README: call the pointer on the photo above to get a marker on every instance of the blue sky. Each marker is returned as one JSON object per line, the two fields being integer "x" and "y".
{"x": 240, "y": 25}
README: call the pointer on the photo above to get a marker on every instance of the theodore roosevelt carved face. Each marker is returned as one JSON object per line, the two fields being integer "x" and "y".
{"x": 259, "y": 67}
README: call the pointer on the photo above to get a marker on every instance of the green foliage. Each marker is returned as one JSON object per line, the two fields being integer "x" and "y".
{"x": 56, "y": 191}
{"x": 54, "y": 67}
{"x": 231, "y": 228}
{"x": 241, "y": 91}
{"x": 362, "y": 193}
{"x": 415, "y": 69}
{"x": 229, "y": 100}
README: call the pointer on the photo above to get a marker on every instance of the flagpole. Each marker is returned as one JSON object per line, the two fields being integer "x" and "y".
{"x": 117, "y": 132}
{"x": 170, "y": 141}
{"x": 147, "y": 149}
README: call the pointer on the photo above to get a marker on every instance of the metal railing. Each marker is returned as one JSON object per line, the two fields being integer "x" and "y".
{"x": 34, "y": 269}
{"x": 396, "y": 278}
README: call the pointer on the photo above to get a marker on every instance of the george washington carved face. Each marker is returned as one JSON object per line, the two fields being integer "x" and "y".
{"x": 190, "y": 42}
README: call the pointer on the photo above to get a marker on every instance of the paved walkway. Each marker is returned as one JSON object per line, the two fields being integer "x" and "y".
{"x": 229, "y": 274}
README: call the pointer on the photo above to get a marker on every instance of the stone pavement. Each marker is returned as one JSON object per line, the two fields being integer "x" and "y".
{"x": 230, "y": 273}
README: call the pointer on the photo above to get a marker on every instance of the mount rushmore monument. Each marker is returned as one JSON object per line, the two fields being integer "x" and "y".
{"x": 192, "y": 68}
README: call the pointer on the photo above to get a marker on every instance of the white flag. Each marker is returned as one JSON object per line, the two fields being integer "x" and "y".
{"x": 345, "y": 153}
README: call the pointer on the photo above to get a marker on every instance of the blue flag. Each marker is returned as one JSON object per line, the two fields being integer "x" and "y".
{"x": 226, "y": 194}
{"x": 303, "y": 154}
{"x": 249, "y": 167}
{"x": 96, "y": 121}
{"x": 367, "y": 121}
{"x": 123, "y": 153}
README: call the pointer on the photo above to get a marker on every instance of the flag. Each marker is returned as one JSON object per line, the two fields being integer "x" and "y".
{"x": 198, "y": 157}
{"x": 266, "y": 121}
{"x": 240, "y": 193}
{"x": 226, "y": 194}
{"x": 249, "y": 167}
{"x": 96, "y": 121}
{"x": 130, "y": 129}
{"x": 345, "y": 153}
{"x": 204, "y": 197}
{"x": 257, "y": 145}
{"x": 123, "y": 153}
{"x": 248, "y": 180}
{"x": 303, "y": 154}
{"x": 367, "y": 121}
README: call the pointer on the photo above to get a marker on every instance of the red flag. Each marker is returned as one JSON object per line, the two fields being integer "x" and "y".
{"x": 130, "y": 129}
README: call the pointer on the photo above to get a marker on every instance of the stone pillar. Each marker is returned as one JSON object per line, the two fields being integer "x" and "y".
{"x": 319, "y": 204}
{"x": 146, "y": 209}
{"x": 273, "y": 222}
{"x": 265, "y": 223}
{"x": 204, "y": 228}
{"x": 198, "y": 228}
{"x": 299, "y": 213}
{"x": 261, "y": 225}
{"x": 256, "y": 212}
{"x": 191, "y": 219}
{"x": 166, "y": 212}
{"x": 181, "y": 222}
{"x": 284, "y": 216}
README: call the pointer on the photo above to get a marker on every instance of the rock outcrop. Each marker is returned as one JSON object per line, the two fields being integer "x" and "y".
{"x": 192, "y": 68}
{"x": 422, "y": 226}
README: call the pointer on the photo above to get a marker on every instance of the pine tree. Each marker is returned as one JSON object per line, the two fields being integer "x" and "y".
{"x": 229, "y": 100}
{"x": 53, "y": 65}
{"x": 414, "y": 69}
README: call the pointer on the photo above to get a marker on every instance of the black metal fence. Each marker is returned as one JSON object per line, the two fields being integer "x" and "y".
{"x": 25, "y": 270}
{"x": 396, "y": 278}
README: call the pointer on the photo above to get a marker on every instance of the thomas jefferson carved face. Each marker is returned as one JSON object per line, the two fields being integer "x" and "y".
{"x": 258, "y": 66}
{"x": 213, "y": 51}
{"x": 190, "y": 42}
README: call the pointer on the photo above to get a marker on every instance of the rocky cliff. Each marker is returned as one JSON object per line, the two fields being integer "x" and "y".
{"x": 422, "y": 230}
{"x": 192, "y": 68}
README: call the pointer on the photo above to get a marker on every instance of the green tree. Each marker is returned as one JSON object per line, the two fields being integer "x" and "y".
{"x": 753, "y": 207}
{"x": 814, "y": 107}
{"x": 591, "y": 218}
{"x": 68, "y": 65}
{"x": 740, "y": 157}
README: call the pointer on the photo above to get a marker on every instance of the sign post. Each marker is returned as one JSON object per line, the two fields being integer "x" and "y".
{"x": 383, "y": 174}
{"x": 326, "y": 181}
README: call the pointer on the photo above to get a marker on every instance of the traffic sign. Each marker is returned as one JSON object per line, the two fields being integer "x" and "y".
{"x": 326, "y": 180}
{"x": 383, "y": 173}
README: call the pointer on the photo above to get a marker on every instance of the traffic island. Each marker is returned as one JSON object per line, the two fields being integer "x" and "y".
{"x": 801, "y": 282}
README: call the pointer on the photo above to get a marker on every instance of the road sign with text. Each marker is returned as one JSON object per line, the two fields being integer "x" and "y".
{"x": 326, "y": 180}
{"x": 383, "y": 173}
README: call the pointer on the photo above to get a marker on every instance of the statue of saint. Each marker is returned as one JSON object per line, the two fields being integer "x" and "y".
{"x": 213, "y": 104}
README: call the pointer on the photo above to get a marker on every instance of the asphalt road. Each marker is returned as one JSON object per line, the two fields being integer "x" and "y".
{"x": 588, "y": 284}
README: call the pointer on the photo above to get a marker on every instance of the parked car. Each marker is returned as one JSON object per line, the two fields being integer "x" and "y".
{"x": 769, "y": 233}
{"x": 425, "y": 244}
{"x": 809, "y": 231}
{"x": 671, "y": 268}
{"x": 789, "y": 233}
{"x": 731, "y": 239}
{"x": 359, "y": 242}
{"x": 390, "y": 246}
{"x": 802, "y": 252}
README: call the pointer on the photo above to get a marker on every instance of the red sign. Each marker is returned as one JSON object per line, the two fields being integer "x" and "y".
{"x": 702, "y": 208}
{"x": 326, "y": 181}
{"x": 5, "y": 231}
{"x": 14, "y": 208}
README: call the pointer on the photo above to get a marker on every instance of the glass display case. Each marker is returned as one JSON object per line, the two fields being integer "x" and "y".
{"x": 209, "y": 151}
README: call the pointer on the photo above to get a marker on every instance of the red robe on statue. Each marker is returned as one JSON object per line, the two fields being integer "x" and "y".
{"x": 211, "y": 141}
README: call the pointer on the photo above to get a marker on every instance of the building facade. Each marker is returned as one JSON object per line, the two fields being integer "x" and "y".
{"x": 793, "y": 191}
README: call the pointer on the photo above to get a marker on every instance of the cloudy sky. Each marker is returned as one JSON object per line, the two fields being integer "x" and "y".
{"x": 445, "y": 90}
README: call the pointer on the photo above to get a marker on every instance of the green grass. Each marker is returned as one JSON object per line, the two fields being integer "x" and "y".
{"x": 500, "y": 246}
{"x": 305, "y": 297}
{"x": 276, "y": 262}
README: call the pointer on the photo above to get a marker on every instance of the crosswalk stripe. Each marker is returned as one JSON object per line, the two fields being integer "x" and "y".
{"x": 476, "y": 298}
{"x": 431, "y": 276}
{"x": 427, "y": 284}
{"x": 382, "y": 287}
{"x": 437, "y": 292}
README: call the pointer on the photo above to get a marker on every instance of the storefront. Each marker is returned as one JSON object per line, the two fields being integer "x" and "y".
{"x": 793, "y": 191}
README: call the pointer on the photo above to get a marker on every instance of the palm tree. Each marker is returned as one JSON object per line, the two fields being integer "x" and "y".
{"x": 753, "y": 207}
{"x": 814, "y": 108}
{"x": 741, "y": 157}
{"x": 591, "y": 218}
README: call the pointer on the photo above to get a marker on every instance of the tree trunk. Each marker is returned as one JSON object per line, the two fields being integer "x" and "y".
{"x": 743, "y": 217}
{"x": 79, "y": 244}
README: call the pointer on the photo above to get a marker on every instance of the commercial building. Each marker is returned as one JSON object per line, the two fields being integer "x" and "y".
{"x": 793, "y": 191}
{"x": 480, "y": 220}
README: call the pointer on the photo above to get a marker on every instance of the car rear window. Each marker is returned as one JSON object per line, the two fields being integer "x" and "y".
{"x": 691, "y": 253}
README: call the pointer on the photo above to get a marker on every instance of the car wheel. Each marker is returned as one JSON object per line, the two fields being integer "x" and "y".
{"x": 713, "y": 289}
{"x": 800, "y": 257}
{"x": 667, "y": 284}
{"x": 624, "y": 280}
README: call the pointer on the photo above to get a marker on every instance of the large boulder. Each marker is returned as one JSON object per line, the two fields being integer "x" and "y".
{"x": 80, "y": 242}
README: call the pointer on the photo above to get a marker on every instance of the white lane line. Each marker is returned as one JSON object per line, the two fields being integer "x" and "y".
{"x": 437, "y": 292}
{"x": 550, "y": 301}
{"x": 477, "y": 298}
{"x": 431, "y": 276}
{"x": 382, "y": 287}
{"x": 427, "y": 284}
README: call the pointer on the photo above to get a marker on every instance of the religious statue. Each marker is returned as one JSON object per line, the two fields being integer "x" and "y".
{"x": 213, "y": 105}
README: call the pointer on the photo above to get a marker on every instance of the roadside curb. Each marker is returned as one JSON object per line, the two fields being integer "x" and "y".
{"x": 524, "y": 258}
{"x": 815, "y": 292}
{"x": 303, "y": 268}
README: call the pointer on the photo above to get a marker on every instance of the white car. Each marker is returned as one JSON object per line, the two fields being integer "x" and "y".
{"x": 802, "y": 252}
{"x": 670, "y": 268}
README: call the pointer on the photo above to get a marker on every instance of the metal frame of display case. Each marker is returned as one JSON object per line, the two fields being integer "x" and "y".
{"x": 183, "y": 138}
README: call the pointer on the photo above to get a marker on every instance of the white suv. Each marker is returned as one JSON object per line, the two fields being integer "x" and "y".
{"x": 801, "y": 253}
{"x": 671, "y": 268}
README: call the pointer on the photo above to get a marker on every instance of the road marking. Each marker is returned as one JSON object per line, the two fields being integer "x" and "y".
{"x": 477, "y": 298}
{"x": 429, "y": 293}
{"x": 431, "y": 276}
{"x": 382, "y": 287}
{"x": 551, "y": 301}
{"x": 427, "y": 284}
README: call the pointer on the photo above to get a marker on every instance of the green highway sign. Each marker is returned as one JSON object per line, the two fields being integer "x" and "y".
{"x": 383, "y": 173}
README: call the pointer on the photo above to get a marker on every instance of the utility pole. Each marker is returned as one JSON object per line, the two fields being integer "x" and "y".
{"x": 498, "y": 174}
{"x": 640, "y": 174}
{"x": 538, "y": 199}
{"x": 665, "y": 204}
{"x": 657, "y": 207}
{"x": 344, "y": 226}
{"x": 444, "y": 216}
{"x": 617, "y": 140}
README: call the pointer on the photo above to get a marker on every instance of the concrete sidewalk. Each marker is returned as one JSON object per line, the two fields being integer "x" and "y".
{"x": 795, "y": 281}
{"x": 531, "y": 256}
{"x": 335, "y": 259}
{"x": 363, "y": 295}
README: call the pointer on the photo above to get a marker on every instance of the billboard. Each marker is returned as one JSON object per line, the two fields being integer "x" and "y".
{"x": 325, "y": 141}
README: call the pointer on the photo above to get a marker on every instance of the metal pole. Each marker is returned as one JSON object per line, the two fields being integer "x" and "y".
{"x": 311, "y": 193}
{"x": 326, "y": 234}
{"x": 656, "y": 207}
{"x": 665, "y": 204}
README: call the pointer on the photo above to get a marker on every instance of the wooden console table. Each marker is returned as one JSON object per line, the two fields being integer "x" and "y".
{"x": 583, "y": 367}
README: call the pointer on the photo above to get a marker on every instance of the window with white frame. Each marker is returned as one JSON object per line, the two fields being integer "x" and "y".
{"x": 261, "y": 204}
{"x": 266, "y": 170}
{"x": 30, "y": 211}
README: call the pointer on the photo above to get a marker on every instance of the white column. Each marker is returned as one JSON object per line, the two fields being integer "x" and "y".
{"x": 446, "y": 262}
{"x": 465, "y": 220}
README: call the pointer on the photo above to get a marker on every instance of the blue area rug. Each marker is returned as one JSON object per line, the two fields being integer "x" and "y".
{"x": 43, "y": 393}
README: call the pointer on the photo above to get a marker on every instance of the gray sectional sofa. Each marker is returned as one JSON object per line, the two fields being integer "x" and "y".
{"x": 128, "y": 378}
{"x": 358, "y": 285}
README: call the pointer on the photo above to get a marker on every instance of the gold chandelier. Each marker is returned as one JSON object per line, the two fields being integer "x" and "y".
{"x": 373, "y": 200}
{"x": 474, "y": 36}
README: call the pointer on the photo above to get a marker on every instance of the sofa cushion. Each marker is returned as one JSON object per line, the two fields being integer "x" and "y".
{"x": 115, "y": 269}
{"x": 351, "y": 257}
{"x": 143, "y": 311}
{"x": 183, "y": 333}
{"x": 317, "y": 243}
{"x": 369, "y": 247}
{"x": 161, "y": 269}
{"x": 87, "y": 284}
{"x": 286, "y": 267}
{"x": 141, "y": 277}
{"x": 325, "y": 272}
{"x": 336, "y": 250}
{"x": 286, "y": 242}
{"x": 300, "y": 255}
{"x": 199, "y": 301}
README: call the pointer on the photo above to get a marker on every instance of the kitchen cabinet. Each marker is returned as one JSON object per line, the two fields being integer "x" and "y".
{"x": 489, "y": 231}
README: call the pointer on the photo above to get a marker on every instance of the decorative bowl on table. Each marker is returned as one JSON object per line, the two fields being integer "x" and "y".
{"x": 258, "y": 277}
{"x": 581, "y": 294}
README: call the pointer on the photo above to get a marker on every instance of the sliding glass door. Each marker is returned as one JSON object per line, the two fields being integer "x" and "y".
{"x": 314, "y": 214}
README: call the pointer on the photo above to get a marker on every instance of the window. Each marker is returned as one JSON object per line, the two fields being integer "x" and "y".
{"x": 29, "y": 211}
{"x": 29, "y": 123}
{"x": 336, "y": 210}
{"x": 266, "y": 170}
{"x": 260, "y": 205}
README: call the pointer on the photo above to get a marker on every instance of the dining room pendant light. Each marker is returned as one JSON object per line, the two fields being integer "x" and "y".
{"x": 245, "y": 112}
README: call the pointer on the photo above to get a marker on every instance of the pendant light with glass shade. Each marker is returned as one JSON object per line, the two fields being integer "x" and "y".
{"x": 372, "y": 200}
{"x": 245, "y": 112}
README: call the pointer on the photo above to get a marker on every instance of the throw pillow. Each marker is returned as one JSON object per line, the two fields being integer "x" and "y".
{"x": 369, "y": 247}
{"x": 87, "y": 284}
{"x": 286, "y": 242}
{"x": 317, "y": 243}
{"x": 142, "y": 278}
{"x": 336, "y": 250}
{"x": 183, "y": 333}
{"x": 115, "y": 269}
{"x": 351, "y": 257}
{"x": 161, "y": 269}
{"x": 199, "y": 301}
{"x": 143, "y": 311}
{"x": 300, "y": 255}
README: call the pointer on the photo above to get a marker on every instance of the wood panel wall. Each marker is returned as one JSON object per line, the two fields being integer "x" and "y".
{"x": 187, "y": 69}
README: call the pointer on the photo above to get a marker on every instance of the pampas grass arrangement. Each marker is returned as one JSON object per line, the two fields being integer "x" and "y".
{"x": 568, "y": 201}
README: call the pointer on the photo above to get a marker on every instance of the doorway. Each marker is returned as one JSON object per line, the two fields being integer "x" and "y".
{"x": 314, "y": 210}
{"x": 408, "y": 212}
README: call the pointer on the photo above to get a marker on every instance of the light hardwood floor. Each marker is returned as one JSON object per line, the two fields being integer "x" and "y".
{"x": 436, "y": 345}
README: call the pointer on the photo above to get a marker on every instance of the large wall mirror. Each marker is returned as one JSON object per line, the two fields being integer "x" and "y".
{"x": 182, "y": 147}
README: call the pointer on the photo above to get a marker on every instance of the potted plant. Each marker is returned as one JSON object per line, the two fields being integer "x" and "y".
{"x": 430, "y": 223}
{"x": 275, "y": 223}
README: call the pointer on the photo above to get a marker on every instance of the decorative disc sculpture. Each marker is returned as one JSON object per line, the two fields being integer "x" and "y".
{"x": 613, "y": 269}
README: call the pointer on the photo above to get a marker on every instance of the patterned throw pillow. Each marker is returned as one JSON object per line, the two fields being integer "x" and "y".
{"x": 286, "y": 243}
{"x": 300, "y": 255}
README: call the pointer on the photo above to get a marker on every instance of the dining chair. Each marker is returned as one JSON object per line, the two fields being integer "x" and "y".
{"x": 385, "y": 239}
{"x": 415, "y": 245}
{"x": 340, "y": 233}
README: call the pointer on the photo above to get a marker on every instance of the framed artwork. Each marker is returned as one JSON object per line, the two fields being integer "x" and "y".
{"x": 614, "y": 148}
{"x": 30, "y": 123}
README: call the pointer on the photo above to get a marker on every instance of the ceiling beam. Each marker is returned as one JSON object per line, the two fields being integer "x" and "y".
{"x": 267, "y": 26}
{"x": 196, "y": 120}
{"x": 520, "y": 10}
────────
Quote the line that contains "the decorative disc" and every line after it without alteration, ending with the last line above.

README: call the pointer on the photo above to get a marker on every instance of the decorative disc sculpture. Each marker is returned as one JSON object per line, the two fields being integer "x" and "y".
{"x": 613, "y": 269}
README: call the pointer on the photo above to get a marker on every instance of the patterned throw pillow. Each marker is returned as one JSON object per line, the two fields being integer "x" and "y".
{"x": 286, "y": 243}
{"x": 300, "y": 255}
README: call the pointer on the photo above to get a marker on every instance of the dining chair. Each marker is returned as one JSON object per line, the two fields being integer "x" and "y".
{"x": 385, "y": 239}
{"x": 415, "y": 245}
{"x": 340, "y": 233}
README: call the pointer on the photo above to get a marker on every instance of the framed artwork. Each marker is returned as one JSON object per line, the two fields being integer "x" and "y".
{"x": 614, "y": 148}
{"x": 30, "y": 123}
README: call the pointer on the photo above to get a marker on every instance of the ceiling beam. Each marker is returned as one JSON object per line, the two fields being integer "x" and "y".
{"x": 267, "y": 26}
{"x": 196, "y": 120}
{"x": 520, "y": 10}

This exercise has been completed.